## EXTRACTED TEXT
┄┄┄┄┄┄┄┄┄┄

A retired Broughton man who shot and blinded an intruder in one eye now faces an agonising four-week wait to find out whether he will be jailed after being found guilty of inflicting grievous bodily harm.
A jury at Lancaster Crown Court took five hours to find 63-year-old Anthony Goldsworthy Spray, of High Cross Bungalow, Broughton-in-Furness, guilty of inflicting grievous bodily harm on Paul Evans the crime carries a maximum penalty of five years in prison. But they returned a verdict of not guilty on the more serious charge of intentionally causing GBH which carries a possible life sentence.
Judge Michael Byrne postponed sentencing Spray so that reports could be compiled on his character and health.
Spray, who suffers from the debilitating intestine illness, Crohn's disease, and walked from court with the aid of a stick, must now wait until May 16 to find out if he will be sent to prison. Outside court with his wife and family, he said: "We are relieved that at least some of the stress is over - now we would just like to celebrate our 40th wedding anniversary, which is today."
During the eight-day trial, the court had heard that the retired agricultural consultant from Lincolnshire had fulfilled a lifetime's ambition by moving to the Lake District two-and-a-half years ago.
But, at around 3am on November 2 last year, he was woken by the terrified cries of his wife and "a tremendous banging and rattling" at the front door.
Spray told how he put on dressing gown and slippers, loaded his .22 air rifle, and went to the hallway where the door rattled violently held only by a security chain. He claimed that his shout of "stop it" only intensified the attack. Believing the door was about to give way, Spray removed the security chain, opened the door and stepped back. "I intended negotiation, not fisticuffs," he claimed.
When the door flew open Spray saw the silhouette of a young man in the porch. He claimed he shouted "go away" but the man shouted abuse back at him and lunged forwards. Without aiming, Spray said, he "fired from the hip". When his attacker kept coming he hit him in the head three times with the butt of the rifle.
It was only when the intruder was sprawled out in the porch that Spray noticed blood coming from his victim's left eye and his wife dialled 999.
The man he had shot was 19-year-old trainee civil engineer Paul Phillip Evans, from St Ives, Cambridgeshire.

┄┄┄┄┄┄┄┄┄┄

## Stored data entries
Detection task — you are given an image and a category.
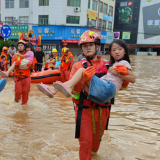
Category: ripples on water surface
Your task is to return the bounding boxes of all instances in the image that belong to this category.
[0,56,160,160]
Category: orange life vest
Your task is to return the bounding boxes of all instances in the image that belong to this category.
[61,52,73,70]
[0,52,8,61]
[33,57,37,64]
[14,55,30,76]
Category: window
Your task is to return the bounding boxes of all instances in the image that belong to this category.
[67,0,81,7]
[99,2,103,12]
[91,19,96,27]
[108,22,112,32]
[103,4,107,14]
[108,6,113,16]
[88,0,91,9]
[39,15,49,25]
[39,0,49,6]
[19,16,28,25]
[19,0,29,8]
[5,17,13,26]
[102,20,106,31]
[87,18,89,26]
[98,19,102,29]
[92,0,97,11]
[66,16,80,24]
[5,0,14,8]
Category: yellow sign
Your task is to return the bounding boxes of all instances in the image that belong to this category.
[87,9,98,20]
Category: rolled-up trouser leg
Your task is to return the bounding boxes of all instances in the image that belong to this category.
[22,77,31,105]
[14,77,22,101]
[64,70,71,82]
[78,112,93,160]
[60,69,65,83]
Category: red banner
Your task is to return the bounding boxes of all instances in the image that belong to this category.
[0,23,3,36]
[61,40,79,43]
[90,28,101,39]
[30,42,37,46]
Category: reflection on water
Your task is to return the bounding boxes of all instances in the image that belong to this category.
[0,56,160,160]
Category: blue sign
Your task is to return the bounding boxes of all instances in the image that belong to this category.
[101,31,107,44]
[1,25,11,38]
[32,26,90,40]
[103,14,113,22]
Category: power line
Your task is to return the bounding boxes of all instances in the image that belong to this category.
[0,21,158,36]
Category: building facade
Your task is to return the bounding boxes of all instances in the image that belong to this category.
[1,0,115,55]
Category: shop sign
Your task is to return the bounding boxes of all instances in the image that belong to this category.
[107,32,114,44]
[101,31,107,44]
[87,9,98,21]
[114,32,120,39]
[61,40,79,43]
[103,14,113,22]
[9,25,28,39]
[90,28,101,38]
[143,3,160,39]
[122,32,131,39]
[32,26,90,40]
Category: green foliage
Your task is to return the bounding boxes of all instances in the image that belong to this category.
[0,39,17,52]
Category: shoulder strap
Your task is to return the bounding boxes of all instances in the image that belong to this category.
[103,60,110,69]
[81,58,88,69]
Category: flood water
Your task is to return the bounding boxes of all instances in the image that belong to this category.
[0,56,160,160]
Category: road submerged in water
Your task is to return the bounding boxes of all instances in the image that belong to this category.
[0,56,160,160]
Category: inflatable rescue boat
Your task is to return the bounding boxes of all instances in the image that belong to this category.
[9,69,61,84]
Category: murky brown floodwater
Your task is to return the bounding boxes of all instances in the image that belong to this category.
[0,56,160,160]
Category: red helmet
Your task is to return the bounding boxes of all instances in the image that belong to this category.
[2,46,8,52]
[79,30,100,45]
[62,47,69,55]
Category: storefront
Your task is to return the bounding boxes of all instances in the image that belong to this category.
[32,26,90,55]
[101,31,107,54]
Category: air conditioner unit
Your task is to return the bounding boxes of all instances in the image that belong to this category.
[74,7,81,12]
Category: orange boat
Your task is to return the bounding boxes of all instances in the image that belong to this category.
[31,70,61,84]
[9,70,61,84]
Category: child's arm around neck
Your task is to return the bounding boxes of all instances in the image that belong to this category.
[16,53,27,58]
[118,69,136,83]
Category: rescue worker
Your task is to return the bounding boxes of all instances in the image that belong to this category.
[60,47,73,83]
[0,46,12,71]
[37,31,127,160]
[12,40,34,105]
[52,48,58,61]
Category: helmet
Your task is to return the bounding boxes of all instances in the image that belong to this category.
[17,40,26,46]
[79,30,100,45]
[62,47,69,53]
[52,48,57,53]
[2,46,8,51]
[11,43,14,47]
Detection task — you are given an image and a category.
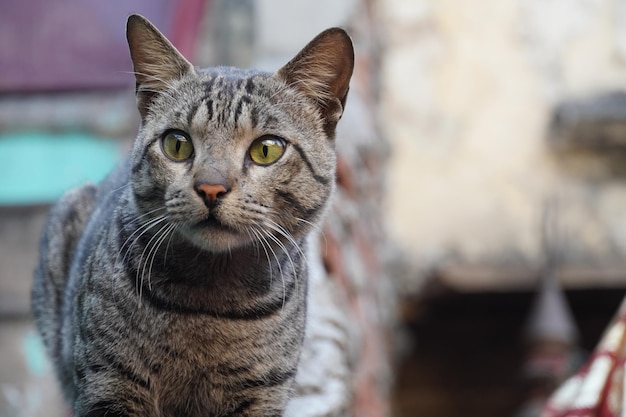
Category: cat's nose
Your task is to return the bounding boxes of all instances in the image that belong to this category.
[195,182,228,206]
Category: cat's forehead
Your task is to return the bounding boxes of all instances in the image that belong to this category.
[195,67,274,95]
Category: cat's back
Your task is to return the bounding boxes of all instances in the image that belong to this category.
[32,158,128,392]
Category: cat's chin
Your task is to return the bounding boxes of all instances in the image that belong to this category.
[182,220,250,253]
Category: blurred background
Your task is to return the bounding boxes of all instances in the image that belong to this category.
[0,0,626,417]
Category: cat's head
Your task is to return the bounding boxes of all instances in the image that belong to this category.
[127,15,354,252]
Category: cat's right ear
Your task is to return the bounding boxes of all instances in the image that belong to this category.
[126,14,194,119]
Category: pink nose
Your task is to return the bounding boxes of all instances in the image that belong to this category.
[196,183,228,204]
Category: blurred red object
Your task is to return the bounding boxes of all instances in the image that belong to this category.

┄┄┄┄┄┄┄┄┄┄

## TASK INSTRUCTIONS
A – Rewrite the paragraph of the court report that begins "Spray told how he put on dressing gown" as a short list that keeps its main facts.
B – Using the court report, decide whether each statement agrees with it. Answer yes or no, and quote the words that decide it.
(i) The jury found Spray guilty of intentionally causing grievous bodily harm.
(ii) Spray moved to the Lake District two-and-a-half years before the trial.
(iii) Paul Evans came from St Ives, Cambridgeshire.
C – Proceed with the court report on the Broughton shooting case, picking up right after its final sentence.

## ANSWERS BY ITEM NUMBER
A –
- Spray put on a dressing gown and slippers.
- He loaded his .22 air rifle and went to the hallway.
- The door was rattling violently, held only by a security chain.
- He said his shout of "stop it" only made the attack worse.
- Believing the door was about to give way, he removed the chain, opened the door and stepped back.
- He claimed he "intended negotiation, not fisticuffs."

B –
(i) No: "they returned a verdict of not guilty on the more serious charge of intentionally causing GBH"
(ii) Yes: "had fulfilled a lifetime's ambition by moving to the Lake District two-and-a-half years ago"
(iii) Yes: "from St Ives, Cambridgeshire"

C –
Evans had travelled up the previous day for a family party in the High Cross Inn, next door to the Spray's home. After around five hours in the pub, Mr Evans went to his BMW car to listen to music on his six speaker stereo system. Making his way back after urinating in a nearby lane, he apparently mistook the Spray's bungalow for the three-storey pub and begun hammering on the door.
The pellet from Spray's gun pierced Mr Evan's left eyeball the softest exposed tissue of the human body - and the eye later had to be surgically removed. The pellet remains lodged in his eye socket.
Weapons expert Giles Whittome, told the jury the injury was the result of "a freakishly unlucky shot" and said that even the finest SAS marksmen could never repeat it under those circumstances.
The first paramedic on the scene wrote in his notes that Mr Evans, who had forgotten to do his flies up, and had left his car open with the engine running and stereo on, was "very drunk". Mr Evans himself said he had no recollection at all of events that evening.
Spray told the court he believed he and his wife were under attack and he was defending himself when he pulled the trigger.
"All I was doing was protecting myself and my wife," he said, "I did not intend to do him any great harm."
But Crown Prosecutor Francis Nance said Spray would never have removed the security chain and opened the door if he had genuinely feared for his safety and accused him of deliberately opening the door to get at Evans.
"The only rational reason for opening the security of the door was first to shoot, then to club and thus subdue," he said.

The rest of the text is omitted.